═══ ROWS ═══

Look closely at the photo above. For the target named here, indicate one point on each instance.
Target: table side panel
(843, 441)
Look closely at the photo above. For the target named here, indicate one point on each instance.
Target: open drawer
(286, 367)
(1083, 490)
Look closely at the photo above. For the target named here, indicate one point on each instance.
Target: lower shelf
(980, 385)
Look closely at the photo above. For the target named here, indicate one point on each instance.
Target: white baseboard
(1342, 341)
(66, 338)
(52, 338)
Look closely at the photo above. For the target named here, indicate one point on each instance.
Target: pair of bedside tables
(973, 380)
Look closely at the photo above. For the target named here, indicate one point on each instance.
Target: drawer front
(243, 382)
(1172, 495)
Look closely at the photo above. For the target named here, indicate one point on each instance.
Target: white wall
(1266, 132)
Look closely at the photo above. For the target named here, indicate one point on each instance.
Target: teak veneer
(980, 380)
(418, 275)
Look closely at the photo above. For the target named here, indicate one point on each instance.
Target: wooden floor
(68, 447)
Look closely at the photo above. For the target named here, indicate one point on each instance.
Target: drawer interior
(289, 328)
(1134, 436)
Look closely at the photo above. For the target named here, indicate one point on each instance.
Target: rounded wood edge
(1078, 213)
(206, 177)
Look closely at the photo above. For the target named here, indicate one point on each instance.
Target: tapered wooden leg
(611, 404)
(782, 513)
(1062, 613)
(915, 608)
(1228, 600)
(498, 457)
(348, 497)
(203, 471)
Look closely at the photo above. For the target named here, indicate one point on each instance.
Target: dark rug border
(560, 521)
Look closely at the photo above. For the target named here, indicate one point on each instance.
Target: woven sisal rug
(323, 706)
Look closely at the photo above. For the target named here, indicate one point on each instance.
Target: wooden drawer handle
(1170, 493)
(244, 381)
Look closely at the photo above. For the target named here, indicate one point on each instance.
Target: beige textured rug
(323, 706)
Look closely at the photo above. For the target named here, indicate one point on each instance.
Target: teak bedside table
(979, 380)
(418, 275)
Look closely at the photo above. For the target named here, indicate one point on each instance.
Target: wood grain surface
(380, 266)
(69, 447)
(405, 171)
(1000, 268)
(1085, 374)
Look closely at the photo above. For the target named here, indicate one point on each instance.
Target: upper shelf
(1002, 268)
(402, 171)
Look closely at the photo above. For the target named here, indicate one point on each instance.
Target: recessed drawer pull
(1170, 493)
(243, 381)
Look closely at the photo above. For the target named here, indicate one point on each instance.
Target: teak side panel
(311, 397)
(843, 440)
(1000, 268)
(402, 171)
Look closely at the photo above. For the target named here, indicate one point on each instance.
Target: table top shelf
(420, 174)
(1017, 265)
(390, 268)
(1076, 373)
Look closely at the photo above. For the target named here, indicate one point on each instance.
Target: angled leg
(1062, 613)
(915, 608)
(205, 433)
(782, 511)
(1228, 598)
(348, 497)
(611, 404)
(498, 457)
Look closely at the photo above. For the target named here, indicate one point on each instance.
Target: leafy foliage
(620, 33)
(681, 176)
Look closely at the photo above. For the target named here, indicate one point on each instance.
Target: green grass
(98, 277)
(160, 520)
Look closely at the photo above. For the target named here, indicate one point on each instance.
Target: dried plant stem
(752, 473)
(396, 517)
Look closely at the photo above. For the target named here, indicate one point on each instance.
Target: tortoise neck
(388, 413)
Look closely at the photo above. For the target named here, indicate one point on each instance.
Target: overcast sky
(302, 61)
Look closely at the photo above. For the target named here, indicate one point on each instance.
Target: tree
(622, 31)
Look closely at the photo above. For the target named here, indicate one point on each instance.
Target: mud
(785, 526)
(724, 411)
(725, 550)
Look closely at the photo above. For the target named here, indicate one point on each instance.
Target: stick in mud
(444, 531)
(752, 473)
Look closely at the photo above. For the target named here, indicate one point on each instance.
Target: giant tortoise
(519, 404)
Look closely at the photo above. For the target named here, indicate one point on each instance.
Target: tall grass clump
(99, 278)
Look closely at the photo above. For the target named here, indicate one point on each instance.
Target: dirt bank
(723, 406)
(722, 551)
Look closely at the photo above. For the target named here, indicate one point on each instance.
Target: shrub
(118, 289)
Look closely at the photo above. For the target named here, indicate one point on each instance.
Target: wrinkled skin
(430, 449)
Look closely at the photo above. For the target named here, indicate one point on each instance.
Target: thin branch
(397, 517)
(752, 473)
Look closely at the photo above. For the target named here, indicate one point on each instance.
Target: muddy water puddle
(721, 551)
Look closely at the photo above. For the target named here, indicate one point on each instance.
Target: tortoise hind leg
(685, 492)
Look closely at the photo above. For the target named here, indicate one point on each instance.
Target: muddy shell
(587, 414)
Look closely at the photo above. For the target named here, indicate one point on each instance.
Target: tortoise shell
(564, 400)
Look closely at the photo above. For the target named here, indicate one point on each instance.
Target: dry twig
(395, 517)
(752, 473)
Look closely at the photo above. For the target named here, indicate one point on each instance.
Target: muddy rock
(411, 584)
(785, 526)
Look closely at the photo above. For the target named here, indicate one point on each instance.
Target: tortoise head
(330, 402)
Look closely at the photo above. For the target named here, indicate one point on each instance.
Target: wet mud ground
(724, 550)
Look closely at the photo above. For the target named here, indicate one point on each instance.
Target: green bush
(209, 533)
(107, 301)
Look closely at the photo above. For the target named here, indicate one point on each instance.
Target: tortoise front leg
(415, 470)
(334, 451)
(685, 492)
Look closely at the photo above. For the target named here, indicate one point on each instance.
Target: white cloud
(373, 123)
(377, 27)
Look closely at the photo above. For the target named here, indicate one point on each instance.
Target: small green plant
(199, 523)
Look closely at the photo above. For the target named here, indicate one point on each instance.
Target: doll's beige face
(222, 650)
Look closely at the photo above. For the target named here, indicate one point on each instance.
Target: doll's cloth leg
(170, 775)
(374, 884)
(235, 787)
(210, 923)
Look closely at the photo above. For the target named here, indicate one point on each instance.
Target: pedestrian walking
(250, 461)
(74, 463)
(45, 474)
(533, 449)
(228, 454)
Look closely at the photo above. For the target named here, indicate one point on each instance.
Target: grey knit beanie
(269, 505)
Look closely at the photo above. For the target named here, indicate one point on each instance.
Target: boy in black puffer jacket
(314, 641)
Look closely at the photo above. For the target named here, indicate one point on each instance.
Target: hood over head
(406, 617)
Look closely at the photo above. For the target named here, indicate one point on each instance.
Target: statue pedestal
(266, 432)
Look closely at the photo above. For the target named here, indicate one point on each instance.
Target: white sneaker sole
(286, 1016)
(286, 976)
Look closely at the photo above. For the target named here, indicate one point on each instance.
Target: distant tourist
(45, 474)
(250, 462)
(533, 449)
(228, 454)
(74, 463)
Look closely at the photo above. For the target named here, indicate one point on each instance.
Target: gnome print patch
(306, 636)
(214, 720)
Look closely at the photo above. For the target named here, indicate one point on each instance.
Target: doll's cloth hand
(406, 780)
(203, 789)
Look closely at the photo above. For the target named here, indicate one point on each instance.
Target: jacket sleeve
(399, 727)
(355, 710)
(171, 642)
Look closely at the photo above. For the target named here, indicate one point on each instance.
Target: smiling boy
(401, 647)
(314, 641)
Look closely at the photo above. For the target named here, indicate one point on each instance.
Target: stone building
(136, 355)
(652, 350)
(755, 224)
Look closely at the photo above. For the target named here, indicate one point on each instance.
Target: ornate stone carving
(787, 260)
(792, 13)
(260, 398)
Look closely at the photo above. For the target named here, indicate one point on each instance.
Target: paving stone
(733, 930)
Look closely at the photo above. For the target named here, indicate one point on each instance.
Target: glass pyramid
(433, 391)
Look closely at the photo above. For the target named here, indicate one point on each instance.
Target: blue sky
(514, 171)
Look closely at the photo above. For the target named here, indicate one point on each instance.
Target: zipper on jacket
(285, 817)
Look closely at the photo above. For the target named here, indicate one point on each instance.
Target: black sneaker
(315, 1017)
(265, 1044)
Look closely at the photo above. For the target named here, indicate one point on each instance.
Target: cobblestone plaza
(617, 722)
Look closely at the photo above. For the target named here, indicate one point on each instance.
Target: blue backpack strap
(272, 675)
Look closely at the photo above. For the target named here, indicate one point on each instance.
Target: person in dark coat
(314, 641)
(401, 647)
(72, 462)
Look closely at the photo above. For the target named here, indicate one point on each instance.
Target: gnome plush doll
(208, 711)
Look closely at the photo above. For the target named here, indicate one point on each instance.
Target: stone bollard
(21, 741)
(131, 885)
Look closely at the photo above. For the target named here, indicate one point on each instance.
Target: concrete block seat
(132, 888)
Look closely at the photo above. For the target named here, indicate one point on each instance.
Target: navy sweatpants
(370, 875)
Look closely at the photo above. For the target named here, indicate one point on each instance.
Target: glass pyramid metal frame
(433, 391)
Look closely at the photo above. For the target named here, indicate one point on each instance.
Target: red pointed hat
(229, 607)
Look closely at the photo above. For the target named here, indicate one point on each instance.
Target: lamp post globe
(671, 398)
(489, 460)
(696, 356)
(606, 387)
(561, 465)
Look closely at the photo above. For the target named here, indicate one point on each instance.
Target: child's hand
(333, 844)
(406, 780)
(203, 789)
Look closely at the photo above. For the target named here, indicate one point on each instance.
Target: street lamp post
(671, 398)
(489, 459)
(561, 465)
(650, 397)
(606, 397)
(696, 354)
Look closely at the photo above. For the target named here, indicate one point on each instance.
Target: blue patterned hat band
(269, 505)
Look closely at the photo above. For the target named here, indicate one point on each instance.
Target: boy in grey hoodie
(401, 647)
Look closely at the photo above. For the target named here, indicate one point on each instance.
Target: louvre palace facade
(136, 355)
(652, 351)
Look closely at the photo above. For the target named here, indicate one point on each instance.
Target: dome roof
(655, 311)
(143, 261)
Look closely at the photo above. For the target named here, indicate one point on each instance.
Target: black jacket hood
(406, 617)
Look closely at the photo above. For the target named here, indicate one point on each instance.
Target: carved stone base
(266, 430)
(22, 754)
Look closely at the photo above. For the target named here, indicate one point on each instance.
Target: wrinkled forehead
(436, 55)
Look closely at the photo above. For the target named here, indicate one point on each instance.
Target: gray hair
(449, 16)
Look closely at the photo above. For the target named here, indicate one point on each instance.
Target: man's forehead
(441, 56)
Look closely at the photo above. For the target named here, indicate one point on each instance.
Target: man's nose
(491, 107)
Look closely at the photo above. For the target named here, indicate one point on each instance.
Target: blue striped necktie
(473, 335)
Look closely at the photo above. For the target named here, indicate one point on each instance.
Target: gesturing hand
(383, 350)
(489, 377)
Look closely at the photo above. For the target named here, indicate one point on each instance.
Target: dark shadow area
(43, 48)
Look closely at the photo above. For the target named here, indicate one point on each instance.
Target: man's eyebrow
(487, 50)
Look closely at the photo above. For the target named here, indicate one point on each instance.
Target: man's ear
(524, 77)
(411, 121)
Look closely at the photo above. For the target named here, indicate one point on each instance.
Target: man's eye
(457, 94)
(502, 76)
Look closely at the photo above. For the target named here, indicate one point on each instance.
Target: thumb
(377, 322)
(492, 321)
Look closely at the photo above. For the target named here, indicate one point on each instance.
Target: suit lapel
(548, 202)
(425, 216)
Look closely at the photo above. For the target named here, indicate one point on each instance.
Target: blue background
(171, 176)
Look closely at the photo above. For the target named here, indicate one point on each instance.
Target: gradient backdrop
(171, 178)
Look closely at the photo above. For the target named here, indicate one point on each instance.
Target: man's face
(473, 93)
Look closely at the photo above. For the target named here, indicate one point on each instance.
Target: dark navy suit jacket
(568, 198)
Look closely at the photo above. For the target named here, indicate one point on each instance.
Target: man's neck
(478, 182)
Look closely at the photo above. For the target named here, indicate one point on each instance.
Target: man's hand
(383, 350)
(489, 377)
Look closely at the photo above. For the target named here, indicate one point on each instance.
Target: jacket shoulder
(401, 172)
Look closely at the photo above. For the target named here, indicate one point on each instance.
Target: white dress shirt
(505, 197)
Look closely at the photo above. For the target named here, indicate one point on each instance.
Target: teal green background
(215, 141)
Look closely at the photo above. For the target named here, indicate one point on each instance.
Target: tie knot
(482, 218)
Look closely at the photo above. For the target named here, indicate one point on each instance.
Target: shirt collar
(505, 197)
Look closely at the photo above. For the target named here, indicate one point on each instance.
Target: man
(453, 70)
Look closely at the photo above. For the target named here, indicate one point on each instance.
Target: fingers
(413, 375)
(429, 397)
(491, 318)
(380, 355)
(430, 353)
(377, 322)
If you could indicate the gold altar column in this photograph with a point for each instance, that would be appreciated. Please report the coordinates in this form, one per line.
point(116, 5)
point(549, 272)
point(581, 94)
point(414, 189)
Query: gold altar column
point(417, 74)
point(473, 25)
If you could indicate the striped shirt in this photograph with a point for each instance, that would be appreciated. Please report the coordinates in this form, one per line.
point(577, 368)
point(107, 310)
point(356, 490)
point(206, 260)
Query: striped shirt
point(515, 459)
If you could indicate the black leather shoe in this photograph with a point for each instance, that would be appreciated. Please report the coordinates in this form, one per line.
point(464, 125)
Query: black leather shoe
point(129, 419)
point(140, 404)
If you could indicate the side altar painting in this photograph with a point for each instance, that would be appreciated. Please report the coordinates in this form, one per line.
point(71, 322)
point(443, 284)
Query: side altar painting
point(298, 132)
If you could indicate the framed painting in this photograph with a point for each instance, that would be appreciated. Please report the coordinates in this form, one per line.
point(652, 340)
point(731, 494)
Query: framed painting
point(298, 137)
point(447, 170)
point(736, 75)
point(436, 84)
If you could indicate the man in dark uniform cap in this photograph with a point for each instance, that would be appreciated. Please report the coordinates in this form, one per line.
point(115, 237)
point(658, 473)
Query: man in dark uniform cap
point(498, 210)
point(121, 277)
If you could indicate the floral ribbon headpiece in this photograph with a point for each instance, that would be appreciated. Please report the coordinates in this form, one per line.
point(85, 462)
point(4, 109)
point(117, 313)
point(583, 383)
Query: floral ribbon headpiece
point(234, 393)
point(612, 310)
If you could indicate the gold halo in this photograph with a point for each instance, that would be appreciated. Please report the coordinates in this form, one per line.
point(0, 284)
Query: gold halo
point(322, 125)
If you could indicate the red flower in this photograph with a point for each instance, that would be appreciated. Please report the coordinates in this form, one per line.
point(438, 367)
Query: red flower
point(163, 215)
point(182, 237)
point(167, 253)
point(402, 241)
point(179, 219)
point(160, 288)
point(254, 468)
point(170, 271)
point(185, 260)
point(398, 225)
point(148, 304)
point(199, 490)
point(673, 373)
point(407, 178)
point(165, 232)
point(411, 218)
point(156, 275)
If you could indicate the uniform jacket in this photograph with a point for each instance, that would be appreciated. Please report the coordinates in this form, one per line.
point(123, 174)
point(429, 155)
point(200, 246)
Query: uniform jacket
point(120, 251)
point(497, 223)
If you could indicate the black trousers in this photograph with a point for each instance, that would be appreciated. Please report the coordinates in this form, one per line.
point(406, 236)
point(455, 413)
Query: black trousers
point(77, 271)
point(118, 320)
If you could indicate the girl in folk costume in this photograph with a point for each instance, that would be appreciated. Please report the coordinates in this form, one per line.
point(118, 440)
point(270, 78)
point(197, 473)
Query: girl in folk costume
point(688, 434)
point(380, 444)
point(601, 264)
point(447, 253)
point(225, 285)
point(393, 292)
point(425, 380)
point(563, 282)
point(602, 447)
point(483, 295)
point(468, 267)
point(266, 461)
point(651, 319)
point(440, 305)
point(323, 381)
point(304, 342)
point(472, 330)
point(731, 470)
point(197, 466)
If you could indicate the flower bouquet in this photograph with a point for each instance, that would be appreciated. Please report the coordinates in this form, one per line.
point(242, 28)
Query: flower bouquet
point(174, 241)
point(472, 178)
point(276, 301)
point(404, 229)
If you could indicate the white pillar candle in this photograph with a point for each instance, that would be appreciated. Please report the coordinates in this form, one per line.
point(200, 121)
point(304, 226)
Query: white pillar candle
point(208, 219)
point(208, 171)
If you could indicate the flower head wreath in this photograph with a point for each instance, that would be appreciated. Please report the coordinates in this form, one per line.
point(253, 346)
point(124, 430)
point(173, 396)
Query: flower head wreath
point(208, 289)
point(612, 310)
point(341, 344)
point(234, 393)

═══

GIVEN INSTRUCTION — Keep only the lines from the one containing "If you could indicate the flower bouquet" to the end of the entries, and repeat them exactly.

RESULT OF THIS EXERCISE —
If you could indicate the flower bouquet in this photograph with a point for each instance, that would be appreciated. Please report the coordinates in this form, one per line.
point(242, 28)
Query: flower bouquet
point(174, 241)
point(472, 178)
point(276, 301)
point(404, 229)
If you could indicate the white pillar candle in this photograph with a point for each instance, that would be appreciated. Please report the coordinates in this form, one per line.
point(200, 121)
point(304, 226)
Query: white pillar candle
point(208, 219)
point(208, 171)
If you could indicate the flower head wreath in this photograph with a point for each instance, that would be appreciated. Please report the coordinates in this form, one per line.
point(253, 346)
point(124, 430)
point(173, 396)
Query: flower head wreath
point(208, 289)
point(612, 310)
point(341, 344)
point(234, 393)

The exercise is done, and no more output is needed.